- [What is expected]:
In the interview text below, list every item of equipment that General Albayalde names as given to the police.

- [Document passage]:
Gen. Oscar Albayalde: “I used to make surprise inspections of various police stations all over Metro Manila, from 12 midnight up to 6 a.m., yes, on my motorcycle and with two escorts.”
PNP Gen. Oscar Albayalde on Duterte, Bato, Ping, human rights & anti-drugs war
WILL SOON FLOURISH - Wilson Lee Flores (The Philippine Star) - September 23, 2018 - 12:00am

After President Rody R. Duterte’s Sept. 11 televised claims that his political foes are coalescing to plot his assassination on Sept. 21, this writer sought out the country’s busy top anti-crime czar and the president’s chief protector, 54-year-old Philippine National Police (PNP) Director General Oscar D. Albayalde.

It was his late father, Philippine Air Force retired master sergeant Fidel S. Albayalde, who enrolled him at Philippine Military Academy (PMA), but he died when his son was only in his third year. Oscar Albayalde would graduate from PMA class of 1986 with cum laude honors.

Without commenting on details of intelligence reports cited by President Duterte, General Albayalde reiterated that the PNP is “taking seriously” all threats. He agreed to grant the Philippine STAR this exclusive interview. Here are excerpts.

Philippine STAR: You said the PNP is taking seriously President Duterte’s recent comments that there were direct threats to his life. What are his instructions to you on how to thwart the alleged assassination plot? Also, his instructions on the anti-crime and anti-illegal drugs war?

Gen. Oscar D. Albayalde: There were no specific instructions, he just told me: “Do what is right, just do your job.” We the police are grateful for his strong support, giving us thousands of new mobile cars, modern weapons, new radios, new bodycams, helicopters, etc. Our morale is very high.

How is Duterte as a boss?

President Duterte is down-to-earth, he can level with you. He’s very simple.

Among the top criticisms leveled at the Duterte administration concern human rights abuses, the supposed extrajudicial killings of suspected drug users and dealers. Your views on this?

We assure that our anti-crime and anti-illegal drug operations are done within the bounds of the law. We uphold human rights, the basic human rights of all people, including the human right to have peace and to live in peace. Everybody deserves peace.

Criminals are disturbing the peace. We are providing peace to every person and this is the time we have to work together (with) less politics. We have a good leader with political will.

- [Material shown]:
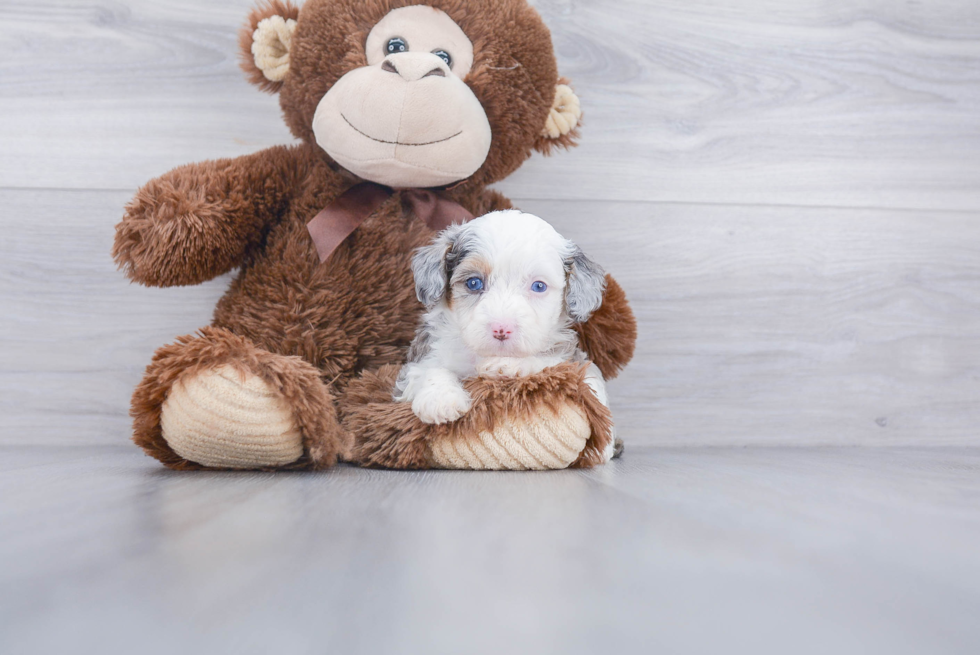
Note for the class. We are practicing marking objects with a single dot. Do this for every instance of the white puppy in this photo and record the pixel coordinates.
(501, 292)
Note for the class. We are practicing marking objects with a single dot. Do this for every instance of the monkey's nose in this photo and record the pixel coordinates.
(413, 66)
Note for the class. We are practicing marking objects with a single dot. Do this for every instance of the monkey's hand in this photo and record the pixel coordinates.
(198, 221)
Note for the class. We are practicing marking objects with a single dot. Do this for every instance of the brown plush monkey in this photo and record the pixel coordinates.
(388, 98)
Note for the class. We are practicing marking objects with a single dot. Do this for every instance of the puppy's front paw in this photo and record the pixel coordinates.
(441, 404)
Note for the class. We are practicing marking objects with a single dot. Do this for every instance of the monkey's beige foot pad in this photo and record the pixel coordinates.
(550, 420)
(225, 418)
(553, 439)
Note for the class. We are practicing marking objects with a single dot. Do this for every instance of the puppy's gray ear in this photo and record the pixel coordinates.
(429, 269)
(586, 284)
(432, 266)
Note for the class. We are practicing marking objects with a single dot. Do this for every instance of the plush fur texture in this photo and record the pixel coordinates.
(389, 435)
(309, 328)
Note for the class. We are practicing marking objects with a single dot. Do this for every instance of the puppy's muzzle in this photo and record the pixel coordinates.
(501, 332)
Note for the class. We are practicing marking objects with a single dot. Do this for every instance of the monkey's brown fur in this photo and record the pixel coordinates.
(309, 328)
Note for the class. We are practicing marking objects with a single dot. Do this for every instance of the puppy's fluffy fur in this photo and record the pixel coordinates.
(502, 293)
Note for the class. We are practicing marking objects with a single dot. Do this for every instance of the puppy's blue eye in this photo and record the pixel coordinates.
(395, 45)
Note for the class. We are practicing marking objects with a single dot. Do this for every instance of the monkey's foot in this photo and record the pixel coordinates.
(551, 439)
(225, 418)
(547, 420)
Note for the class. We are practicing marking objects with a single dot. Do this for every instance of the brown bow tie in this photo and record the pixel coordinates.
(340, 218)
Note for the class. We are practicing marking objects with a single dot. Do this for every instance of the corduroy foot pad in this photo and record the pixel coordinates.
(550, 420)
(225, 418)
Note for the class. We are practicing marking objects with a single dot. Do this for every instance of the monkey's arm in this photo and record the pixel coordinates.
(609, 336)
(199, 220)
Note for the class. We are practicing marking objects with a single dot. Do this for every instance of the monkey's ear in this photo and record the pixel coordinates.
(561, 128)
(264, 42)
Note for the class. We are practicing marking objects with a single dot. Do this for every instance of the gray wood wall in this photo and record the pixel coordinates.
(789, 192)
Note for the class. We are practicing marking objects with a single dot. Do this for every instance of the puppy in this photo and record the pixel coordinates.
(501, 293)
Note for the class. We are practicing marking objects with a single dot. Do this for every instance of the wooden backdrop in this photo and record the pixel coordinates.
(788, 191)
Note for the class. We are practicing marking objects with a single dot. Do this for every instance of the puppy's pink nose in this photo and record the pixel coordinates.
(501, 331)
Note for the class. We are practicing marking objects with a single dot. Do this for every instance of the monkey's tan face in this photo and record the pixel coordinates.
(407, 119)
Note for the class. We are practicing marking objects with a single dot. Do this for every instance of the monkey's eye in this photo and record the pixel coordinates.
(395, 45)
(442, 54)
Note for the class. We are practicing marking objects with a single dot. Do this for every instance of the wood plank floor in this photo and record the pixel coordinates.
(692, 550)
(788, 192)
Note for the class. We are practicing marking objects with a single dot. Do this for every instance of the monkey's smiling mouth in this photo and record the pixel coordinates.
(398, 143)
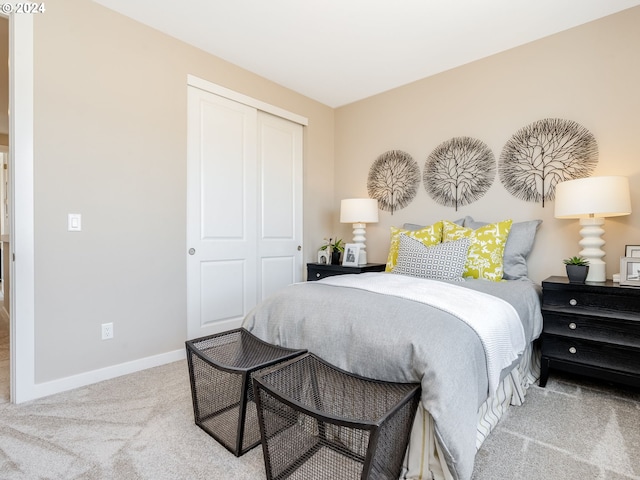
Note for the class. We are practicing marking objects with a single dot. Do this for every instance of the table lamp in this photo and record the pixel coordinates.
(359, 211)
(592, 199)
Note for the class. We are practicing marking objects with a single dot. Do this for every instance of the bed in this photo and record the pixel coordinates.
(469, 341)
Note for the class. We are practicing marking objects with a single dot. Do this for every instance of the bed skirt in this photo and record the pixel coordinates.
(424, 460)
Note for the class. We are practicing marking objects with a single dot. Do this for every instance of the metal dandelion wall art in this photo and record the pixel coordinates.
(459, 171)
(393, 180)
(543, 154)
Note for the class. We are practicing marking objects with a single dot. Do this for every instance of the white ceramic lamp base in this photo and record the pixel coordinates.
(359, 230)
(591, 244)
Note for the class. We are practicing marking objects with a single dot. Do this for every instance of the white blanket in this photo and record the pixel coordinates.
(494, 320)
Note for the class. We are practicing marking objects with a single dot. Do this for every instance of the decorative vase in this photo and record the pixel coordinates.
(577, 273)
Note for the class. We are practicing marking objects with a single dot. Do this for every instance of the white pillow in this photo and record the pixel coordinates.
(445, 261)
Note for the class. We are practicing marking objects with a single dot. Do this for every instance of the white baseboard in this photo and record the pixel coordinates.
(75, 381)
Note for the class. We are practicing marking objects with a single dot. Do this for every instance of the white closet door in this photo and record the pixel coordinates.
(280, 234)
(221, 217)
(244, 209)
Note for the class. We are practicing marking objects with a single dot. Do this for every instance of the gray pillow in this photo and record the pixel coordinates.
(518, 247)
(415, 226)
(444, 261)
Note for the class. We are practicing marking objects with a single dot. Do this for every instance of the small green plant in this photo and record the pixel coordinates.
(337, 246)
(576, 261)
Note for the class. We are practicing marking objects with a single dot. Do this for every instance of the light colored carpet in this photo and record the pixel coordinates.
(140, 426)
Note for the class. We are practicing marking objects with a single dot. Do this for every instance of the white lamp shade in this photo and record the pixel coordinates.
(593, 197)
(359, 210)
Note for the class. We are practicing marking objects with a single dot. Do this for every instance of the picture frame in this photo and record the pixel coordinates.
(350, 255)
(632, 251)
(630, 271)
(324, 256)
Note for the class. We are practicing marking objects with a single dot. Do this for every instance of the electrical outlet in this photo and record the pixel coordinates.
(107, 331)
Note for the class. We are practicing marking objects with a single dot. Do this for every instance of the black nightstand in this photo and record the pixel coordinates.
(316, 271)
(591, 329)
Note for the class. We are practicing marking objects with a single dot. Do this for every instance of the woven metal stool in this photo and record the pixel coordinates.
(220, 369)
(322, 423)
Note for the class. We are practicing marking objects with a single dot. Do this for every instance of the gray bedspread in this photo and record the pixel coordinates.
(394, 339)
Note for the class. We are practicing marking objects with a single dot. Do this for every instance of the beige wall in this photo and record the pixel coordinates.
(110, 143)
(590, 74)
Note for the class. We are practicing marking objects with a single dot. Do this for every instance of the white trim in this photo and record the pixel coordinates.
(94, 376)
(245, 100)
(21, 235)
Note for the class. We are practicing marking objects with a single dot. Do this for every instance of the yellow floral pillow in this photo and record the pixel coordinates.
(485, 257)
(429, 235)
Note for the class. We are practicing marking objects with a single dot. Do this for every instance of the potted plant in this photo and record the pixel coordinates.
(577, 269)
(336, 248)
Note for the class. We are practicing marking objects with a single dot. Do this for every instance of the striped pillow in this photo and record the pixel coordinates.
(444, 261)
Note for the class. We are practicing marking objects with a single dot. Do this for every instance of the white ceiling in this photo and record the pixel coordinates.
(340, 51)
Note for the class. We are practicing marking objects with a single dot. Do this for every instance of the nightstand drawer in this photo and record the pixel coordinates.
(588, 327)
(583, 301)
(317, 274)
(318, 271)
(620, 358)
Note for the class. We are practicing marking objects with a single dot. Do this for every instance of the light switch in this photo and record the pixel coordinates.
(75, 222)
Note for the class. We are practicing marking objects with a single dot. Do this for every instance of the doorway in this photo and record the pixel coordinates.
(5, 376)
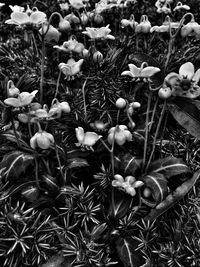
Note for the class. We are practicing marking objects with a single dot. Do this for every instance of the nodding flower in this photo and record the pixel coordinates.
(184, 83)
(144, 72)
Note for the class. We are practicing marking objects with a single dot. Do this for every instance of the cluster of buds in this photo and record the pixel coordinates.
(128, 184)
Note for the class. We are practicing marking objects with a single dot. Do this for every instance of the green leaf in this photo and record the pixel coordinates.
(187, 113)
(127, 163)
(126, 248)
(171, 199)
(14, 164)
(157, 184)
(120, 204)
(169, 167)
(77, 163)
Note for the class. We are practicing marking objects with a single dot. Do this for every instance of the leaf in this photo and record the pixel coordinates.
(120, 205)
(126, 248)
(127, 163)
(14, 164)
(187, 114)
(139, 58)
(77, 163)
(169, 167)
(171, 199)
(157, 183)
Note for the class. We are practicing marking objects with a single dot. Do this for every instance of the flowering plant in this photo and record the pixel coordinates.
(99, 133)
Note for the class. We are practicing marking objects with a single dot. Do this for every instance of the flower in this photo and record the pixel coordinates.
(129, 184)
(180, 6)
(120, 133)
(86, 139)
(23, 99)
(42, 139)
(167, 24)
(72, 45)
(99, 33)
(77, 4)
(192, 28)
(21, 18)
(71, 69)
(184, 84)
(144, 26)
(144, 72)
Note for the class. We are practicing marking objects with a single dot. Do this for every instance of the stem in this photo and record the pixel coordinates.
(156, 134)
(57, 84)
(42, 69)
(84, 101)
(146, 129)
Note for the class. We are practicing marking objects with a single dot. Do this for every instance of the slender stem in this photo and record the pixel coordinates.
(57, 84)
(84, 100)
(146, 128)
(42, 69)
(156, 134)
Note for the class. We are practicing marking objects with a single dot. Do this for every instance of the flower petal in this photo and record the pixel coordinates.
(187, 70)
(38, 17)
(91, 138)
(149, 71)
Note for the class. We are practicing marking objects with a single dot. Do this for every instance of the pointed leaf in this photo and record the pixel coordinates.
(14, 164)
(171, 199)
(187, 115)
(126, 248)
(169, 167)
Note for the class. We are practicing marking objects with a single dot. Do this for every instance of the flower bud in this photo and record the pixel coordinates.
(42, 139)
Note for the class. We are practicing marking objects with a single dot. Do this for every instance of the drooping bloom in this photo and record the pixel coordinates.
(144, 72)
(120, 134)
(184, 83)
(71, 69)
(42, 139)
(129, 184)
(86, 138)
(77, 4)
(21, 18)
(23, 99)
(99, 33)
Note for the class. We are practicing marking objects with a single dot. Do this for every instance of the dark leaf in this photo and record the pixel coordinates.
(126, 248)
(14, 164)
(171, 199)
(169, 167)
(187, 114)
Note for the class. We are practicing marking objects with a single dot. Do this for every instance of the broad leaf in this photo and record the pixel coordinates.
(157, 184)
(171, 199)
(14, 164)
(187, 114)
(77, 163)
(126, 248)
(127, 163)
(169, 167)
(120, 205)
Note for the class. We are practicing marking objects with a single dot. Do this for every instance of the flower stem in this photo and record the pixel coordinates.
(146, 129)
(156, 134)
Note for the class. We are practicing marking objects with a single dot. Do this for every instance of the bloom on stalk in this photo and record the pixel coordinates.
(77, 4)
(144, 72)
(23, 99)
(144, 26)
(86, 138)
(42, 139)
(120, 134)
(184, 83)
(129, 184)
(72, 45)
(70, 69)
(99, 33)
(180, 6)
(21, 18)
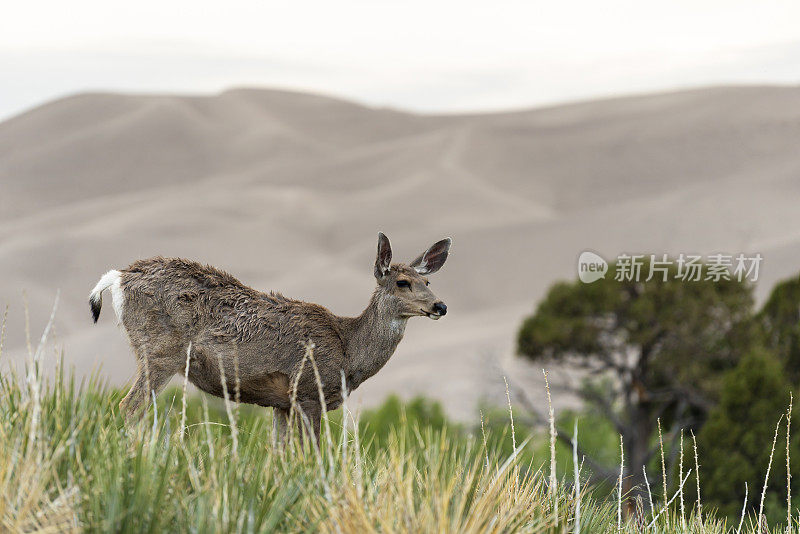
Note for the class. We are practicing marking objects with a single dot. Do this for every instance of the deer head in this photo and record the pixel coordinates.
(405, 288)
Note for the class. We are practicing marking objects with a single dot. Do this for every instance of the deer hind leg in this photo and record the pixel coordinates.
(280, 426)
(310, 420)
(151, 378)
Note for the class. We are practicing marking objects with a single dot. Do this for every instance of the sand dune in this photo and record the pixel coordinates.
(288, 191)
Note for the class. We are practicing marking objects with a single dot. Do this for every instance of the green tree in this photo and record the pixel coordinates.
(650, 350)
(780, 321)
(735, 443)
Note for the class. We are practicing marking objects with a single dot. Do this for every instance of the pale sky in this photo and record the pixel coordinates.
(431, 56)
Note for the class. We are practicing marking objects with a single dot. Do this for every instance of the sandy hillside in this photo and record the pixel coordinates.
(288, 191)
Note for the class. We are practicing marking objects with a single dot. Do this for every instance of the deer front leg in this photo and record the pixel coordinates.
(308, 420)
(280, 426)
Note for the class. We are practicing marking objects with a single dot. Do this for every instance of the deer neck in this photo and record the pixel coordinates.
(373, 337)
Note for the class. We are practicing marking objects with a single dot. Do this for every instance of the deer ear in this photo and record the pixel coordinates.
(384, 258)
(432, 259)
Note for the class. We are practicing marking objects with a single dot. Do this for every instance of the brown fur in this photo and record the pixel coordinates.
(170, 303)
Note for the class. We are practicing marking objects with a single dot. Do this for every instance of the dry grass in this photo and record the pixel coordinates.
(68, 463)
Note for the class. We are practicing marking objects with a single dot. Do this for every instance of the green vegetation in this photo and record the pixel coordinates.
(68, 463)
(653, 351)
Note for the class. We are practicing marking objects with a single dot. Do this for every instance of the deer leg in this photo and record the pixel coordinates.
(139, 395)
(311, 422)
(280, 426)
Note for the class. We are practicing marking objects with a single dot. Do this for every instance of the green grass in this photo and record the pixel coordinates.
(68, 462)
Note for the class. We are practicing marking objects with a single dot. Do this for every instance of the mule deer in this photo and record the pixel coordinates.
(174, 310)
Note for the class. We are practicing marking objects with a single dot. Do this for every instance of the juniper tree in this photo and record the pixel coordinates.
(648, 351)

- [Solved exercise]:
- Mobile cars
- Modern weapons
- New radios
- New bodycams
- Helicopters